TASK DIRECTIONS:
Restate the listing in full, keeping every word as it is.

**********

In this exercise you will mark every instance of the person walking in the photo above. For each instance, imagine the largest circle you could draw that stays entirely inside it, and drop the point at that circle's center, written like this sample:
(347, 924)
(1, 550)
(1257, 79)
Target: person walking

**********

ANSWER TO THIS EXERCISE:
In this exercise you will mark every instance of the person walking in the photo above. For each instance, imagine the largest circle you could draw that stays entirely inside it, and drop the point at that circle's center, written like this sample:
(347, 924)
(1, 550)
(1257, 79)
Target: person walking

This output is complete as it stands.